§ **What to do**:
Reproduce the following material verbatim.

::: Recorded information :::

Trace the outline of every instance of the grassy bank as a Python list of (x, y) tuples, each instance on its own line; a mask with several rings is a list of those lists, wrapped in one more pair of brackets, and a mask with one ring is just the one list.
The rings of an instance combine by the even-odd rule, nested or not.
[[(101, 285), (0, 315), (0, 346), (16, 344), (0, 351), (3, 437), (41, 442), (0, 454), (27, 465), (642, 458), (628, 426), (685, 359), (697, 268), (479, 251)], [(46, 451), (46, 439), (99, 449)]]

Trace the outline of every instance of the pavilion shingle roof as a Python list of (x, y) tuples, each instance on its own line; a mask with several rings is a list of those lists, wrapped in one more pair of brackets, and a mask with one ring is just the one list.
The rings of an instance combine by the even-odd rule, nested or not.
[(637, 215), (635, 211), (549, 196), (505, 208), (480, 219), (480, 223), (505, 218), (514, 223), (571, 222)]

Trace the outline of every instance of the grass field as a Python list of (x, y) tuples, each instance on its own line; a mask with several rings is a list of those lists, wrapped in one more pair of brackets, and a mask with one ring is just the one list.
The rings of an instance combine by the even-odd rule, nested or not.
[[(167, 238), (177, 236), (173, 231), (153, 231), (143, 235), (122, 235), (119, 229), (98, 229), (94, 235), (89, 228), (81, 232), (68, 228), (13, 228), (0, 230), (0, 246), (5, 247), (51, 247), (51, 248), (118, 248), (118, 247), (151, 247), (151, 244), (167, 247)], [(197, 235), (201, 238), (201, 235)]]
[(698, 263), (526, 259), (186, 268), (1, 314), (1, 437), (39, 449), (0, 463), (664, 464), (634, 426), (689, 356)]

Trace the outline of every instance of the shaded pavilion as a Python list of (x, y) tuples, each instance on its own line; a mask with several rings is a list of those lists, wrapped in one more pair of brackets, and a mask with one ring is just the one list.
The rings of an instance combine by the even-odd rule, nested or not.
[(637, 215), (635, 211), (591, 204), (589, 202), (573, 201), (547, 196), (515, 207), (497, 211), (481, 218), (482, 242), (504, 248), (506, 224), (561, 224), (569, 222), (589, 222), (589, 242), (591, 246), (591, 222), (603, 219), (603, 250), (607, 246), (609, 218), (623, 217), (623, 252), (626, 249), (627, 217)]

:::

§ **In response**:
Trace the outline of every instance of the grassy bank as a Python list of (x, y) tuples, each instance on its own line; a mask with several rings is a list of those lists, wrapped in one more pair of brackets, and a mask with one ring is just the one list.
The rings of an instance combine by the even-odd rule, nested or not.
[[(101, 285), (0, 315), (0, 346), (16, 344), (0, 351), (3, 437), (41, 442), (0, 454), (27, 465), (642, 458), (628, 426), (685, 359), (697, 268), (479, 251)], [(46, 451), (46, 439), (99, 449)]]

Trace the outline of every instance of the pavilion shingle roof as a Python list of (x, y) tuples, each instance on its own line; a mask with several rings is a list of those lists, wrapped in one more pair of brackets, and a mask with one ring is just the one list.
The rings of an instance combine by the even-odd rule, nested or not.
[(637, 215), (635, 211), (549, 196), (505, 208), (480, 219), (480, 223), (505, 218), (514, 223), (571, 222)]

Trace the outline of every instance of the grass field as a Python list of (x, y) tuples, each instance on its own line; a mask with several rings is a list of those lists, wrapped in one more pair of brackets, and a mask with one ring is just the one list.
The rings of an instance combine by the even-odd rule, nested or not.
[[(167, 238), (177, 236), (173, 231), (153, 231), (143, 235), (122, 235), (119, 229), (98, 229), (94, 235), (89, 228), (81, 232), (68, 228), (13, 228), (0, 230), (0, 246), (5, 247), (51, 247), (51, 248), (118, 248), (118, 247), (151, 247), (151, 244), (167, 247)], [(197, 235), (201, 238), (201, 235)]]
[(698, 263), (526, 259), (186, 268), (1, 314), (1, 437), (39, 449), (0, 463), (664, 464), (634, 426), (689, 356)]

Trace the outline of every instance of the shaded pavilion as a Python list of (x, y) tuples, each instance on its own line; a mask with several rings is a list of those lists, wrapped in one more pair of brackets, and a mask with one ring is just the one list.
The rings of an instance combine by the even-odd rule, nested or not.
[(637, 215), (635, 211), (591, 204), (589, 202), (573, 201), (547, 196), (515, 207), (497, 211), (481, 218), (482, 242), (504, 248), (506, 224), (561, 224), (569, 222), (589, 222), (589, 242), (591, 246), (591, 222), (603, 219), (603, 250), (607, 246), (609, 218), (623, 217), (623, 252), (626, 249), (627, 217)]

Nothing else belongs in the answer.